▸ Work to complete
Please copy each line from the entries that contains the string "diffuser".

(Referring expression data)
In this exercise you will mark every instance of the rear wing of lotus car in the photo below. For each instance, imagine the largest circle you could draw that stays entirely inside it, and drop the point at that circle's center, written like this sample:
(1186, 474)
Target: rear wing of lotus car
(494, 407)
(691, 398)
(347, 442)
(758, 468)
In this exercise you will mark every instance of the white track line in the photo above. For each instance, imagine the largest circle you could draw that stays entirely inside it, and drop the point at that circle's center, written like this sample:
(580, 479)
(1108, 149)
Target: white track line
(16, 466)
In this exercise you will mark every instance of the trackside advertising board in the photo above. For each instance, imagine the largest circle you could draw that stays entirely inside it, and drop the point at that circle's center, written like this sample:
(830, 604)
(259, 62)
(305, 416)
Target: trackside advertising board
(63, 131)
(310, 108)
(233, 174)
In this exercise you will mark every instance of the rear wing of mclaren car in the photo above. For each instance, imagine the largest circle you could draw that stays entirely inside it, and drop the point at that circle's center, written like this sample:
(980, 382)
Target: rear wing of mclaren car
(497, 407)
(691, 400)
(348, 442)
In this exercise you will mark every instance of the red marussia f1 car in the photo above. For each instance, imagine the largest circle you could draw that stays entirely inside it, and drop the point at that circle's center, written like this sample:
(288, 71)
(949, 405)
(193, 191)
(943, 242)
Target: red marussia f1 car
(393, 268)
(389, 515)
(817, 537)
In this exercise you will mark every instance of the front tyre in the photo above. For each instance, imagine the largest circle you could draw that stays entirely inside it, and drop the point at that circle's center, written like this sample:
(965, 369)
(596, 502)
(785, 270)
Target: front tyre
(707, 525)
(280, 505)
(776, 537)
==
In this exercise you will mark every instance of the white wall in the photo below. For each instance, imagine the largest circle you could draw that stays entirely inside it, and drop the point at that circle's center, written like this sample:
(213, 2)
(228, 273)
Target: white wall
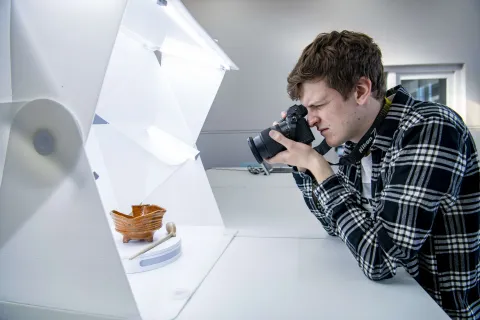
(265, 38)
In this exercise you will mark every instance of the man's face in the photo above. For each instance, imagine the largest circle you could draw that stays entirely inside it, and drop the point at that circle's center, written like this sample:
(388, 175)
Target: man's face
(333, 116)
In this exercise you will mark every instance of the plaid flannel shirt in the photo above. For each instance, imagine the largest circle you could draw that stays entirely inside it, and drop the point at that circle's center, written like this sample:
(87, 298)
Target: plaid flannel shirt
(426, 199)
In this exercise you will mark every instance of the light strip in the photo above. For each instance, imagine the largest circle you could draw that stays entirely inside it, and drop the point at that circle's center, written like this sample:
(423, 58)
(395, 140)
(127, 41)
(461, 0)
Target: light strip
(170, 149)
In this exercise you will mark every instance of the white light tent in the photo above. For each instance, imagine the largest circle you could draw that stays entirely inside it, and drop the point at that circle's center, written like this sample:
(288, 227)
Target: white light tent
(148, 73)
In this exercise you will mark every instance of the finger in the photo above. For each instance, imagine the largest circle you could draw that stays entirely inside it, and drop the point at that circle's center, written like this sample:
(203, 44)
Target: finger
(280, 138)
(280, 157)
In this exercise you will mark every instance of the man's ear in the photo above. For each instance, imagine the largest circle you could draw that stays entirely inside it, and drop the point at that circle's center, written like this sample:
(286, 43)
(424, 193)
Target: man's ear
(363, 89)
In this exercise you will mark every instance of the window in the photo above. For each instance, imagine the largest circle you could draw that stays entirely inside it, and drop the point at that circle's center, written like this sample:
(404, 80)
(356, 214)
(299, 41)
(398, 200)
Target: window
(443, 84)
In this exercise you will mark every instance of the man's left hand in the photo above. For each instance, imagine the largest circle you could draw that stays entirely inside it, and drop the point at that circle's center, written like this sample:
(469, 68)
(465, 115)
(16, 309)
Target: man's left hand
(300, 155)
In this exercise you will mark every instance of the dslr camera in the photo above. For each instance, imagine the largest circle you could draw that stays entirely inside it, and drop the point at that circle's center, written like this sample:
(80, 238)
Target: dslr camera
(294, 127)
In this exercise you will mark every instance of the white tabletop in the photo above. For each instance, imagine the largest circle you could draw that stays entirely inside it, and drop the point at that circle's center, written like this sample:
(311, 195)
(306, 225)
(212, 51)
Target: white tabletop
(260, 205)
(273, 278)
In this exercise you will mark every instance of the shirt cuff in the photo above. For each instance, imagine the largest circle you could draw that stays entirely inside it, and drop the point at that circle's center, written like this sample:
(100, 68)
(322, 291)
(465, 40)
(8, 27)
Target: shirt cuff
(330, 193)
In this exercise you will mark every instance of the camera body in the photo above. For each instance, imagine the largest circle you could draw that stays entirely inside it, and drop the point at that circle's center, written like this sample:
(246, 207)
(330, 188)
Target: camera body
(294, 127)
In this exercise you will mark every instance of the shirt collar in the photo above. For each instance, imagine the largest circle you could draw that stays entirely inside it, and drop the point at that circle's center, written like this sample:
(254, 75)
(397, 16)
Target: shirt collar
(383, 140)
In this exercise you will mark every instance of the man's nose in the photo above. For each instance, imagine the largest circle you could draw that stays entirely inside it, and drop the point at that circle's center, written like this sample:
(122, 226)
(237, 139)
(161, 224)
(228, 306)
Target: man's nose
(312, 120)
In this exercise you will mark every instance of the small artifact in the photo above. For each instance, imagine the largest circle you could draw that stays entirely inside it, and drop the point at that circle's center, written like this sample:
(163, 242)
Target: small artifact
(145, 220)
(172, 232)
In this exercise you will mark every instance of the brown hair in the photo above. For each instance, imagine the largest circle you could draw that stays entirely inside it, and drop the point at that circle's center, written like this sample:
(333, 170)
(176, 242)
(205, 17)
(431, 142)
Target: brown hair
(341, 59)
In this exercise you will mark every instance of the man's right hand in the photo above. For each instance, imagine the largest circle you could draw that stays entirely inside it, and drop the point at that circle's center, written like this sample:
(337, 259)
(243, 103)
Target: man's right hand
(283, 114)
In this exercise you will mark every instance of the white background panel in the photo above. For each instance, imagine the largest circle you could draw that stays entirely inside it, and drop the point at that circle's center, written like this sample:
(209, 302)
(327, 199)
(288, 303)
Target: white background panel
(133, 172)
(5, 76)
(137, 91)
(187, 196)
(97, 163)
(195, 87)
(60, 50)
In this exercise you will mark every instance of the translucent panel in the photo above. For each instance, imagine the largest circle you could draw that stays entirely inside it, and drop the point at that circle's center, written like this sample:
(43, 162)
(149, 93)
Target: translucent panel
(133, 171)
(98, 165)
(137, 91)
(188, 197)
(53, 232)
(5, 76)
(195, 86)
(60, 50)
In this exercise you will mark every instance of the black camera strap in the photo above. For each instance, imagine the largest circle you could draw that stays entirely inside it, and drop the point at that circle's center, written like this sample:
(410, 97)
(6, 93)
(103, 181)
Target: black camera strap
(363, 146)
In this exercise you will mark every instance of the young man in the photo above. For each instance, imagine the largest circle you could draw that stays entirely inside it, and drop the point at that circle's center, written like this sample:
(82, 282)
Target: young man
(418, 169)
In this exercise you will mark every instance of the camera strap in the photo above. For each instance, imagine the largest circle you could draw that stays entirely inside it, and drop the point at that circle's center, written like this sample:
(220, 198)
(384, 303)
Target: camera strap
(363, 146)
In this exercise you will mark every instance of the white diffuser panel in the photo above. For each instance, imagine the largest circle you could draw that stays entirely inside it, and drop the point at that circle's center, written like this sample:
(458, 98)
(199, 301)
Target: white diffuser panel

▸ Result
In this exercise you will mark every instance of the white diffuser panel in the photo above. For each instance, imagine the largest circle you could draw that stays entirely inside it, and drop the point at that circle's center, written like this sample:
Target: white diffuser panel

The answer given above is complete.